Texte fourni:
--*--

Depuis le mois de septembre 2012, la République Démocratique du Congo est en plein dans l’OHADA et se retrouve confrontée à des problèmes d’ordre pratique liés à l’application des Actes Uniformes . Plusieurs affaires concernant les Actes Uniformes ont été portées devant la justice dont certaines n’ont pas encore connu de jugement. Il y a des affaires ayant trait à l’Acte Uniforme relatif au Droit des Sociétés Commerciales et du Groupement d’Intérêt Economique qui concerne par exemple l’annulation de l’Assemblée Générale Extraordinaire. En rapport avec l’Acte Uniforme relatif au Droit Commercial Général il y a des causes qui concernent les différents problèmes liés au bail professionnel, à la vente ou au RCCM. En ce qui concerne l’Acte Uniforme portant organisation des Sûretés, les litiges concernent entre autre l’hypothèque. En République Démocratique du Congo les commerçants personnes physiques ou morales naissent en se conformant à la loi mais une grande majorité disparait sans suivre la procédure lorsqu’ils connaissent des difficultés financières pour se maintenir sur le marché. La matière concernant les entreprises en difficulté a de tout temps était celle qui est la moins examinée par les juridictions congolaises.

Depuis le 12 septembre 2012 jusqu’au mois de juillet 2013 le Tribunal de Commerce de kinshasa/Matete n’a enrôlé qu’un seul dossier qui est encore en cours. Celui de Kinshasa /Gombe en a enrôlé un peu plus mais aucune procédure dans ces dossiers ne semble évoluer.

--*--

Données recensées:
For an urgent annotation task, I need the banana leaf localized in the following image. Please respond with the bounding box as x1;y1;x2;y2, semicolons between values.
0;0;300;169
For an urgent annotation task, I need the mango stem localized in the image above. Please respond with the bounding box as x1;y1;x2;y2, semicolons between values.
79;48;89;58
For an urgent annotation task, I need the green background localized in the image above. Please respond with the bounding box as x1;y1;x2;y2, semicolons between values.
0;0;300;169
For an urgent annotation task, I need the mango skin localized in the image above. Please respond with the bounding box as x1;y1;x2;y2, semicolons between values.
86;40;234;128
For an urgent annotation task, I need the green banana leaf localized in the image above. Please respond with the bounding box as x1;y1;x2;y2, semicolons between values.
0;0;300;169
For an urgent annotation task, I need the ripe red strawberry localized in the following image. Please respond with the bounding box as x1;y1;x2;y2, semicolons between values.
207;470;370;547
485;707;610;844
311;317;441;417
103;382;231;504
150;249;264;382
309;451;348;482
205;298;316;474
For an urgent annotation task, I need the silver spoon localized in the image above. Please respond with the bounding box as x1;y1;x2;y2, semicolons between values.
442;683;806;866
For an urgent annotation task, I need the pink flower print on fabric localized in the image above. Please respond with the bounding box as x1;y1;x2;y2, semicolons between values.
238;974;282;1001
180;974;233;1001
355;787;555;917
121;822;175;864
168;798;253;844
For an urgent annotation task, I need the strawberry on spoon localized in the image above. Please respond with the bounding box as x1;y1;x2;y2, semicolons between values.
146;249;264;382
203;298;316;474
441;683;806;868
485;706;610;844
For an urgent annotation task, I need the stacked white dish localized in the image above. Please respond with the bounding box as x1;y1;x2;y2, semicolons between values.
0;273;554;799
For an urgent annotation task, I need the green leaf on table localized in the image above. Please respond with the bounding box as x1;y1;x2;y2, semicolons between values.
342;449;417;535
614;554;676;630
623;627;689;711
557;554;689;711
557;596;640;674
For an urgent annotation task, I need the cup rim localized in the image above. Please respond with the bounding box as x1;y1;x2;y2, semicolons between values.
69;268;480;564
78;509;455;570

--*--

Objectifs:
[1] Répondez à ces questions d'après le texte sur l'OHADA en RDC :
(a) Depuis quel mois de quelle année la République Démocratique du Congo est-elle dans l'OHADA ?
(b) Quel litige le texte cite-t-il au sujet de l'Acte Uniforme portant organisation des Sûretés ?
(c) Combien de dossiers le Tribunal de Commerce de Kinshasa/Matete a-t-il enrôlés entre le 12 septembre 2012 et juillet 2013 ?
[2] Traduisez en anglais cette phrase du texte sur l'OHADA en RDC : « Plusieurs affaires concernant les Actes Uniformes ont été portées devant la justice dont certaines n’ont pas encore connu de jugement. »
[3] Poursuivez le texte sur l'OHADA en RDC en reprenant juste après sa dernière phrase.
Ces données n'entrent pas en jeu ici.

Réponses aux consignes:
[1]
(a) Septembre 2012.
(b) L'hypothèque.
(c) Un seul dossier, encore en cours.

[2] Several cases concerning the Uniform Acts have been brought before the courts, some of which have not yet been decided.

[3]
Il ressort des différents registres des Tribunaux de Commerce que les conflits en rapport avec l’Acte Uniforme portant organisation des procédures simplifiées de recouvrement et des voies d’exécution(AUPSRVE) sont les plus nombreux. Il sera donc question dans cet article de présenter et d’analyser quelques cas d’application ayant posé problème ou non et même les difficultés à venir du Droit OHADA en République Démocratique du Congo.

Dans le cadre de cet article nous nous sommes limités aux 15 premiers mois de l’application de cet Acte Uniforme par les Tribunaux de Commerce de la ville de KINSHASA.

II. Présentation des Tribunaux de Commerce en République Démocratique du Congo

La République Démocratique du Congo comprend trois ordres de juridictions ayant à la tête la Cour Constitutionnelle, la Cour de Cassation et le Conseil d’Etat. Mais en attendant l’installation effective de ses trois Hautes juridictions, la Cour Suprême de Justice remplit les compétences dévolues à celles-ci. La République Démocratique du Congo comprend une Cour d’Appel par province soit onze provinces actuellement en attendant le découpage territorial tel que prévu dans la constitution. La ville-province de Kinshasa est la seule à avoir deux Cours d’Appel, celle de Kinshasa/Matete et celle de Kinshasa/Gombe. Chaque ressort de Cour d’Appel à Kinshasa est composé de :

Une Cour d’Appel
Deux Tribunaux de Grand Instance
Un Tribunal de Commerce
Un Tribunal de Travail (en cours d’installation)
Quatre Tribunaux de Paix

Les Tribunaux pour enfants (Deux sièges secondaire dans le ressort de Kinshasa/ Matete et dans le ressort de Kinshasa/ Gombe : Un siège principal et deux sièges secondaire)
Le tribunal secondaire de Kinkole dans le ressort de Kinshasa/Matete
Près la Cour d’Appel il existe un Parquet Général. Pour tous les autres Tribunaux, il est prévu deux Parquets de Grande Instance dans chaque ressort de Cour d’Appel. Il existe également un parquet secondaire au niveau de Kinkole.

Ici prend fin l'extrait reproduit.